- **Source data**:

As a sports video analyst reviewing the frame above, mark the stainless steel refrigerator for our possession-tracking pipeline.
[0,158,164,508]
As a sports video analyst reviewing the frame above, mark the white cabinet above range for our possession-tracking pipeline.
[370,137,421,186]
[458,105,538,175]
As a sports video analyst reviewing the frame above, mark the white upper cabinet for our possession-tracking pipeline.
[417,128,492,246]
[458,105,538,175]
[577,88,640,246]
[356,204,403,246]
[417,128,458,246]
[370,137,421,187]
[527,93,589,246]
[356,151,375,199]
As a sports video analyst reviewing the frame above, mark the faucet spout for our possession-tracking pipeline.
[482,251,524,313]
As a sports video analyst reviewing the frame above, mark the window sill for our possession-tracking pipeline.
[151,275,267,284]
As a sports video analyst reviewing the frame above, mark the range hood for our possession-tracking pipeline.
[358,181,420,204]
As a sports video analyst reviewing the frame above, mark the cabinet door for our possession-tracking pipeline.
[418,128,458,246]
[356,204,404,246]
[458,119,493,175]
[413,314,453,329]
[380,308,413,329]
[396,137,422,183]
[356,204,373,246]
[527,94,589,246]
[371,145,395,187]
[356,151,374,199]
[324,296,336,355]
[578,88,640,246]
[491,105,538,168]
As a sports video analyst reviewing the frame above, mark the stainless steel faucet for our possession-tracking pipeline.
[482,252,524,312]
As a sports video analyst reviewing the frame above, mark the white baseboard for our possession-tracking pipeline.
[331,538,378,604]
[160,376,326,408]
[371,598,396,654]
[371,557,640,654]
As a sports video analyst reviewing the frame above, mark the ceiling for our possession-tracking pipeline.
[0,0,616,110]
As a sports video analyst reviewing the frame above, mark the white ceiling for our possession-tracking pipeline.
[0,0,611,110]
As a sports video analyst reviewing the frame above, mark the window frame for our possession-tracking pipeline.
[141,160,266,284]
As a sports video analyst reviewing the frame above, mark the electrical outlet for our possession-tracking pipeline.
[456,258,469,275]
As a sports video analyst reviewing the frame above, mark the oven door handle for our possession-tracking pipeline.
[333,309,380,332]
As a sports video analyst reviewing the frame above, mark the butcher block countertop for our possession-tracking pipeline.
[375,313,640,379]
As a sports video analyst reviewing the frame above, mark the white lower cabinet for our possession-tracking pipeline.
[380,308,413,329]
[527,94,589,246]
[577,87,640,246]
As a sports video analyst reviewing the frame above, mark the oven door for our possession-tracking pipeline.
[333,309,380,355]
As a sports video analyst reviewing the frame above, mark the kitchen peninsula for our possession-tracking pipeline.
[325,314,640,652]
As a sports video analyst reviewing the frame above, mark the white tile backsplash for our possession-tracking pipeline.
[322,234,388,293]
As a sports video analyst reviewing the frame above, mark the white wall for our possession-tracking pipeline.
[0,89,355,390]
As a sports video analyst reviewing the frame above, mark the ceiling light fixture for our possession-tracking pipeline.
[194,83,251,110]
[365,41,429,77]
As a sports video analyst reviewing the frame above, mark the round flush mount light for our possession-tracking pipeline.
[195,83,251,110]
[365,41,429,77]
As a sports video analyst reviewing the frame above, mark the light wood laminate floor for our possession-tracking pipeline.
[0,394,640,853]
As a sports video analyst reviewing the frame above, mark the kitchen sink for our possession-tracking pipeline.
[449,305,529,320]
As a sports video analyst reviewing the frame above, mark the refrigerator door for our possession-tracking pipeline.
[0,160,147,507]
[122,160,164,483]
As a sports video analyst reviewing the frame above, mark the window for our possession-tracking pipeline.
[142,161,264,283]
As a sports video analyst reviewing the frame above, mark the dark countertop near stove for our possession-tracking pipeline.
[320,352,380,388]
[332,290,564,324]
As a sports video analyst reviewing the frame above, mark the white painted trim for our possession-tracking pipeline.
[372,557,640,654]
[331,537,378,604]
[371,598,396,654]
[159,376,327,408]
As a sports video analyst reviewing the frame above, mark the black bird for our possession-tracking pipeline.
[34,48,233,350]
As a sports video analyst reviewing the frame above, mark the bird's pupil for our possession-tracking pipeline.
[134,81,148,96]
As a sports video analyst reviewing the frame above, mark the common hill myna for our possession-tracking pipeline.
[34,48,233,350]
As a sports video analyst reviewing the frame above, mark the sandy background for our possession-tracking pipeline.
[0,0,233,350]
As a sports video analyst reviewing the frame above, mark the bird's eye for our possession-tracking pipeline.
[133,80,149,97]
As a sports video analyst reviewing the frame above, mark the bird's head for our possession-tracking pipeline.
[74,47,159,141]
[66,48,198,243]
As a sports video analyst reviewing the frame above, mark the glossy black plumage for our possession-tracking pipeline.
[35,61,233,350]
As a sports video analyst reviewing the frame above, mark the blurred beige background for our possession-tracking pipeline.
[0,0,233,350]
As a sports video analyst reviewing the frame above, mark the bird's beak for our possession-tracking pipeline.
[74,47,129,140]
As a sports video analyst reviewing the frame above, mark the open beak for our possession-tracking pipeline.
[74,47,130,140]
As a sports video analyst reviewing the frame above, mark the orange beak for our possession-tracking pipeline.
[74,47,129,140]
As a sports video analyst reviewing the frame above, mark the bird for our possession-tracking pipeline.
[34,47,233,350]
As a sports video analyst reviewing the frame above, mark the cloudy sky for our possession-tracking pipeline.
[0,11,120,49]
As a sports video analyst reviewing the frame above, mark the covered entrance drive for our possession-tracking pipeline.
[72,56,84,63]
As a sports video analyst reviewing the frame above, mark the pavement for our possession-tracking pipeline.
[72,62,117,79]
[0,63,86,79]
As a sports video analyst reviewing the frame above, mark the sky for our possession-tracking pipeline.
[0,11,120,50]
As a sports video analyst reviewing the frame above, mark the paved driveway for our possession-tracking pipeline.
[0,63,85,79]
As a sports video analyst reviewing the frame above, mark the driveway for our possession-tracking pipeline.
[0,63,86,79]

- **Instruction**: Repeat the lines unchanged, starting with the line containing "sill for our possession-tracking pipeline." and ending with the line containing "[577,87,640,246]". Include both of those lines.

- **Result of this exercise**:
As a sports video analyst reviewing the frame above, mark the window sill for our possession-tracking pipeline.
[151,275,267,284]
As a sports video analyst reviewing the frame above, mark the range hood for our possession-tracking pipeline.
[358,181,420,204]
As a sports video analyst reviewing the frame above, mark the cabinet door for our possession-tracking pipeline.
[418,128,458,246]
[356,204,404,246]
[458,119,493,175]
[413,314,453,329]
[380,308,413,329]
[396,137,422,183]
[356,204,373,246]
[527,94,589,246]
[371,145,395,187]
[356,151,374,199]
[324,296,336,355]
[578,88,640,246]
[491,105,538,168]
As a sports video analyst reviewing the frame above, mark the stainless steel faucet for our possession-tracking pipeline.
[482,252,524,312]
As a sports video analyst reviewing the frame above, mark the white baseboard for our possession-tracking pipeline.
[331,538,378,604]
[160,376,326,408]
[371,598,396,654]
[371,557,640,654]
As a sports video analyst reviewing the frame above, mark the ceiling for our possession-tracking pipeline.
[0,0,616,110]
As a sports video analyst reviewing the frame above, mark the white ceiling for our possession-tracking pipeline.
[0,0,611,110]
As a sports video analyst reviewing the frame above, mark the window frame for our possession-tracking pipeline.
[141,160,266,284]
As a sports video analyst reviewing the frame above, mark the electrical outlet for our possession-tracking pipeline.
[456,258,469,275]
As a sports video analyst reviewing the frame above, mark the oven door handle for our possession-tracking pipeline.
[333,309,380,332]
As a sports video analyst reviewing the frame above, mark the butcher block countertop for our possession-tracking pipeline.
[375,313,640,379]
As a sports video analyst reviewing the frame above, mark the white lower cabinet for our possession-tracking pipeline.
[380,308,413,329]
[527,94,589,246]
[577,87,640,246]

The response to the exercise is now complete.